(Stored records)
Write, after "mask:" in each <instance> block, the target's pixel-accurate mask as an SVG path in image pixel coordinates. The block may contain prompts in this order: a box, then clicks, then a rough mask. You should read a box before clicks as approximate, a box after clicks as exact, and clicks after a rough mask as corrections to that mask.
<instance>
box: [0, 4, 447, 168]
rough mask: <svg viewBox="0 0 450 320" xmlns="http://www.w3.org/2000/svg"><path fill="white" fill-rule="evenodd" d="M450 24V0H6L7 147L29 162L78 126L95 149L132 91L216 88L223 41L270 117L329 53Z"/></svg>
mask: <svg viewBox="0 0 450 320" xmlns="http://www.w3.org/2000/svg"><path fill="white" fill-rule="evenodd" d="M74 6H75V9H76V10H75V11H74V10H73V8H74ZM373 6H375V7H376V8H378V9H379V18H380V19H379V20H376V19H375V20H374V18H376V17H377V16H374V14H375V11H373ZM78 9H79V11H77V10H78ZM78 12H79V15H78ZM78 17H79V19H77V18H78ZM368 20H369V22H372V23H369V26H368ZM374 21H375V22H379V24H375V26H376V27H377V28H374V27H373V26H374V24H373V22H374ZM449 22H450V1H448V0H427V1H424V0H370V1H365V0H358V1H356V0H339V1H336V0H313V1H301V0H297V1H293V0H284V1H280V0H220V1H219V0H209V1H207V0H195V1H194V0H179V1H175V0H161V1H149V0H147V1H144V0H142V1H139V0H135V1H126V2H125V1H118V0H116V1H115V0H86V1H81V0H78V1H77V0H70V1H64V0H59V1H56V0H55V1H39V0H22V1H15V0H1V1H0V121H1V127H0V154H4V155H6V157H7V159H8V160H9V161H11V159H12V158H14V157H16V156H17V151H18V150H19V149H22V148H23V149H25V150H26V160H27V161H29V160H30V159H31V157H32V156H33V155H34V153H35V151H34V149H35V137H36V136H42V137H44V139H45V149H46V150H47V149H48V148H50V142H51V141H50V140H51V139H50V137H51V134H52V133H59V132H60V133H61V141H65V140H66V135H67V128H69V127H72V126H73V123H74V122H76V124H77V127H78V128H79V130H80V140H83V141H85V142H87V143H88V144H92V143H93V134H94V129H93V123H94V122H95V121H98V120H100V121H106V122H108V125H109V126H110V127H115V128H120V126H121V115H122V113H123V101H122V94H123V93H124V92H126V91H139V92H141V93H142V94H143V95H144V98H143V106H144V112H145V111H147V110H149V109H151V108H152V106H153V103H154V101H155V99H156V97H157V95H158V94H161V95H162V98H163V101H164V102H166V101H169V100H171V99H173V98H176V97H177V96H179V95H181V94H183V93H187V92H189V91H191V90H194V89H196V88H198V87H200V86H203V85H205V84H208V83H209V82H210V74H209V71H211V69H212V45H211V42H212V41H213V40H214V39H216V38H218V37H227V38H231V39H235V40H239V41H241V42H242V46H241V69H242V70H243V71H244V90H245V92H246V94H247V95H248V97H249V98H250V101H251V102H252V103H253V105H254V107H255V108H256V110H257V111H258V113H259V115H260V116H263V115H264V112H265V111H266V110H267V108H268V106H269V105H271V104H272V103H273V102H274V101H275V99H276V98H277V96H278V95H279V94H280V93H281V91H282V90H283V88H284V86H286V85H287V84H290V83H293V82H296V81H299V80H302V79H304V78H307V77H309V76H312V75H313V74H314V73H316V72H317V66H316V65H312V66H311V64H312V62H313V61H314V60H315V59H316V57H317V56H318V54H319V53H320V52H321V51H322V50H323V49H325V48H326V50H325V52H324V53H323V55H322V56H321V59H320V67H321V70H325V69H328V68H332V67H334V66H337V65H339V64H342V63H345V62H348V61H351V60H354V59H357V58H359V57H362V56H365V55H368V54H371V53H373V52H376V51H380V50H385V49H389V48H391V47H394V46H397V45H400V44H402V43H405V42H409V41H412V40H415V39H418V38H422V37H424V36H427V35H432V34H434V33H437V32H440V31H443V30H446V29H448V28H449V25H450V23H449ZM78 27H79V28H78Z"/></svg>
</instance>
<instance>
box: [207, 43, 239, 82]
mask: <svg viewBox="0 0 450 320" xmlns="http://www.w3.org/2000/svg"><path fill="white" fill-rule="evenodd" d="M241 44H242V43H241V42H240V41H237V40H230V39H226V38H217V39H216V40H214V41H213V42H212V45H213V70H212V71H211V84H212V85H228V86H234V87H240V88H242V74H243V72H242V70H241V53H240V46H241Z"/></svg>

■ Exercise directions ■
Please rewrite every one of the stored records above as a numbered list, one line per item, and leave out any blank lines.

■ Completed task ■
1. Write, after "mask:" in each <instance> block, the target's pixel-accurate mask as an SVG path in image pixel coordinates. The block may contain prompts in this order: a box, then clicks, then a rough mask. You should read a box before clicks as approximate, a box after clicks as exact, and clicks after a rough mask as corrections to that mask.
2. <instance>
3. box: [0, 4, 447, 168]
4. rough mask: <svg viewBox="0 0 450 320" xmlns="http://www.w3.org/2000/svg"><path fill="white" fill-rule="evenodd" d="M450 24V0H6L7 147L29 162L78 126L95 149L132 91L216 88L223 41L270 117L329 53Z"/></svg>
5. mask: <svg viewBox="0 0 450 320" xmlns="http://www.w3.org/2000/svg"><path fill="white" fill-rule="evenodd" d="M74 6H75V9H76V10H75V11H74V10H73V8H74ZM373 6H375V7H376V8H378V9H379V18H380V19H379V20H376V19H375V20H374V18H376V17H377V16H374V14H375V11H373ZM78 9H79V11H77V10H78ZM78 12H79V15H78ZM78 17H79V19H77V18H78ZM368 20H369V22H372V23H369V26H368ZM374 21H375V22H379V24H375V26H376V27H377V28H374V27H373V26H374V24H373V22H374ZM449 22H450V1H448V0H427V1H424V0H370V1H365V0H358V1H356V0H339V1H336V0H313V1H301V0H297V1H293V0H284V1H280V0H220V1H219V0H209V1H207V0H195V1H194V0H179V1H175V0H161V1H149V0H147V1H144V0H142V1H139V0H135V1H126V2H125V1H118V0H116V1H115V0H86V1H81V0H78V1H77V0H70V1H64V0H59V1H56V0H55V1H39V0H22V1H15V0H1V1H0V121H1V127H0V154H4V155H6V157H7V159H8V160H9V161H11V159H12V158H14V157H16V156H17V151H18V150H19V149H22V148H23V149H25V150H26V160H27V161H29V160H30V159H31V157H32V156H33V155H34V153H35V151H34V149H35V137H36V136H42V137H44V139H45V149H46V150H47V149H48V148H50V142H51V141H50V140H51V139H50V137H51V134H52V133H59V132H60V133H61V141H65V140H66V135H67V128H69V127H72V126H73V123H74V122H76V124H77V127H78V128H79V130H80V140H83V141H85V142H87V143H88V144H92V143H93V134H94V129H93V123H94V122H95V121H98V120H100V121H106V122H108V125H109V126H110V127H115V128H120V126H121V115H122V113H123V101H122V94H123V93H124V92H126V91H139V92H141V93H142V94H143V95H144V98H143V106H144V112H145V111H147V110H149V109H151V108H152V106H153V103H154V101H155V99H156V97H157V95H158V94H161V95H162V98H163V101H164V102H166V101H169V100H171V99H173V98H176V97H177V96H179V95H181V94H183V93H187V92H189V91H191V90H194V89H196V88H198V87H200V86H203V85H205V84H208V83H209V82H210V74H209V71H211V69H212V45H211V42H212V41H213V40H214V39H216V38H218V37H227V38H231V39H235V40H239V41H241V42H242V46H241V69H242V70H243V71H244V90H245V92H246V94H247V95H248V97H249V98H250V101H251V102H252V103H253V105H254V107H255V108H256V110H257V111H258V113H259V115H260V116H263V115H264V112H265V111H266V110H267V108H268V106H269V105H271V104H272V103H273V102H274V101H275V99H276V98H277V96H278V95H279V94H280V93H281V91H282V90H283V88H284V86H286V85H287V84H290V83H293V82H296V81H299V80H302V79H304V78H307V77H309V76H312V75H313V74H314V73H316V72H317V66H316V65H312V66H311V64H312V62H313V61H314V60H315V59H316V57H317V56H318V54H319V53H320V52H321V51H322V50H323V49H325V48H326V50H325V52H324V53H323V55H322V56H321V59H320V67H321V70H325V69H328V68H332V67H334V66H337V65H339V64H342V63H345V62H348V61H351V60H354V59H357V58H359V57H362V56H365V55H368V54H371V53H373V52H376V51H380V50H385V49H389V48H391V47H394V46H397V45H400V44H402V43H405V42H409V41H412V40H415V39H418V38H422V37H424V36H427V35H432V34H434V33H437V32H440V31H443V30H446V29H448V28H449V25H450V23H449ZM78 27H79V28H78Z"/></svg>
6. </instance>
7. <instance>
8. box: [207, 43, 239, 82]
9. mask: <svg viewBox="0 0 450 320" xmlns="http://www.w3.org/2000/svg"><path fill="white" fill-rule="evenodd" d="M241 44H242V43H241V42H240V41H237V40H230V39H226V38H217V39H216V40H214V41H213V42H212V45H213V70H212V71H211V84H212V85H228V86H234V87H240V88H242V74H243V72H242V70H241V53H240V46H241Z"/></svg>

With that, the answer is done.